Stated goal a: In the Bill 212 excerpt, what percentage of a corporation's shares triggers the requirement for the registrar's consent to a transfer?

Selected extract:
•••••
Hon. Mr. Elgie moved, seconded by Hon. Mr. Baetz, first reading of Bill 212, An Act to amend the Loan and Trust Corporations Act.

Motion agreed to.

Hon. Mr. Elgie: Mr. Speaker, in view of the statement I made earlier today on this proposed legislation, I do not think a lengthy statement on first reading is necessary. I will limit my comments to pointing out that the bill is intended to provide powers to deal with two situations that could arise before we were able to deal with them in a general revision of the Loan and Trust Corporations Act.

The following are the general areas covered by the bill:

First, the bill will require the consent of the registrar appointed under the act for the transfer of 10 per cent or more of the shares of a corporation or of a holding company that holds more than 10 per cent of the shares of an Ontario loan or trust corporation.

Second, the bill similarly requires consent for the transfer of any number of shares in a loan or trust corporation where the transfer will result in a shareholder holding 10 per cent or more of the shares or in an increase of his holdings if he already holds 10 per cent or more.

Third, the bill will enable the Lieutenant Governor in Council to authorize the registrar to take possession and control of a loan or trust company in a more expeditious manner and for a wider number of reasons than is possible under the existing act. It will also authorize the imposition of terms and conditions on the operations of a company where it is not considered necessary to take possession and control. The addition of these powers recognizes a number of circumstances where the public interest may require prompt action.

Fourth, there are provisions to provide for the more effective enforcement of the act.
•••••
[Records from a data source]
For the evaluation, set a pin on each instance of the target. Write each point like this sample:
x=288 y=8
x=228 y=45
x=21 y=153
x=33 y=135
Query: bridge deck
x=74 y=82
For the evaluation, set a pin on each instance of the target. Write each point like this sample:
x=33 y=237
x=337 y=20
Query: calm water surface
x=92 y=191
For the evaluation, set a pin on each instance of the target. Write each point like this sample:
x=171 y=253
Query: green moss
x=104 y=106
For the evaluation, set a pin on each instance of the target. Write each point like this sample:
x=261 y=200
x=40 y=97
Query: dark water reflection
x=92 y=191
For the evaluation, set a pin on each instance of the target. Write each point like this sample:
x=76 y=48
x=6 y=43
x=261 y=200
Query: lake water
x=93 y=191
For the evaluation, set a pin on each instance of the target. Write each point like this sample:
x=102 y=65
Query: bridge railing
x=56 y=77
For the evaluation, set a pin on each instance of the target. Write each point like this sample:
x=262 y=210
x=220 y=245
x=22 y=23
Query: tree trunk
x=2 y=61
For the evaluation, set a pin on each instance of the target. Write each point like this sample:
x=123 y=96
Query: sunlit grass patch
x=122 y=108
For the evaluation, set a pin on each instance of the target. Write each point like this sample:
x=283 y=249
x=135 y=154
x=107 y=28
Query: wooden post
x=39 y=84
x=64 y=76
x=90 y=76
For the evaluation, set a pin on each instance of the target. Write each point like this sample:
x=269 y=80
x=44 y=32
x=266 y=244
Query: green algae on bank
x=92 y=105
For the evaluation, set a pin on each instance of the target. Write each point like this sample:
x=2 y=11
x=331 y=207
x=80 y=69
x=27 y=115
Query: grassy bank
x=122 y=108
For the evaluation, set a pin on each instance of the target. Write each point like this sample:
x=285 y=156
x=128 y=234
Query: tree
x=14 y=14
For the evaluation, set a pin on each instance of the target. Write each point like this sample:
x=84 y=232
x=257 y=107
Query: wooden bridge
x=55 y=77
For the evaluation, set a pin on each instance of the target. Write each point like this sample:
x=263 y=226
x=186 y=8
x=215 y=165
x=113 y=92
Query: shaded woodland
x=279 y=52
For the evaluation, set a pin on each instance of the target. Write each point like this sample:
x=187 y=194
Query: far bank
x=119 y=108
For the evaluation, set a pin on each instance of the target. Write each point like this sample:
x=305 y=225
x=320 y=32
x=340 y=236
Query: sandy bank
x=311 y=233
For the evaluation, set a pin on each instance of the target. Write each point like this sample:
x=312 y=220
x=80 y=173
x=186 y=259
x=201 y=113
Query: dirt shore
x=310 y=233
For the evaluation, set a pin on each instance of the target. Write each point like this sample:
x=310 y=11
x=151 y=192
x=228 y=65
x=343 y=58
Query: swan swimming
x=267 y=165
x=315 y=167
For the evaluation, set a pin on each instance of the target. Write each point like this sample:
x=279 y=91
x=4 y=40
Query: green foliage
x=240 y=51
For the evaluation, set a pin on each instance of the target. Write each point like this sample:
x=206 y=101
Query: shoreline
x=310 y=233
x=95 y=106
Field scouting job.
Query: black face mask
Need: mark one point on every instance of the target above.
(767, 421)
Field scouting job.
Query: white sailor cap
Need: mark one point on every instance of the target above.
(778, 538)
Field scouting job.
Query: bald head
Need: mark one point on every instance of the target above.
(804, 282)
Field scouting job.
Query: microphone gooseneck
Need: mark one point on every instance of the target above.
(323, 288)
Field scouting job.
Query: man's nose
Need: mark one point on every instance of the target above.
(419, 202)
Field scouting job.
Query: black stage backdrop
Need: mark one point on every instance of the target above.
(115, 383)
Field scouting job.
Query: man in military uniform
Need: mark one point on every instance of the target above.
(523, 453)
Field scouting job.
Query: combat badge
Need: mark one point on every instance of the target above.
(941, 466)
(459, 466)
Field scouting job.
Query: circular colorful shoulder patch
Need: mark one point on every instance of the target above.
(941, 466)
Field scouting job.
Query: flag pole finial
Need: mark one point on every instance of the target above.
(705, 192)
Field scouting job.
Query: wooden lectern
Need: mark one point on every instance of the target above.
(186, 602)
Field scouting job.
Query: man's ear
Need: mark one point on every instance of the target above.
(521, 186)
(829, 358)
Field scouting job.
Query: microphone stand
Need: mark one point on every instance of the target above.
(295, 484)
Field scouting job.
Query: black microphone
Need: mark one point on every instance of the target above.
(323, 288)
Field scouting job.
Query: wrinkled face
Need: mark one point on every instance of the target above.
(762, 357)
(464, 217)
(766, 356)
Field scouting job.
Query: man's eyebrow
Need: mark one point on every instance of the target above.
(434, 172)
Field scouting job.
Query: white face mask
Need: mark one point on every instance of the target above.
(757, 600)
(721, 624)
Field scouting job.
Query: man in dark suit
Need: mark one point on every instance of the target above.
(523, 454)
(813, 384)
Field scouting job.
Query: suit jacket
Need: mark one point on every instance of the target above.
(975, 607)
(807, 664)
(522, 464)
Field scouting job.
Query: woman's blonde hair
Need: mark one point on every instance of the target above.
•••••
Stated goal b: Please show every line of the listing that contains the string "bridge". Case counts.

Result a: 10 per cent or more of the shares.

Result b:
Query: bridge deck
Query: bridge railing
Query: wooden bridge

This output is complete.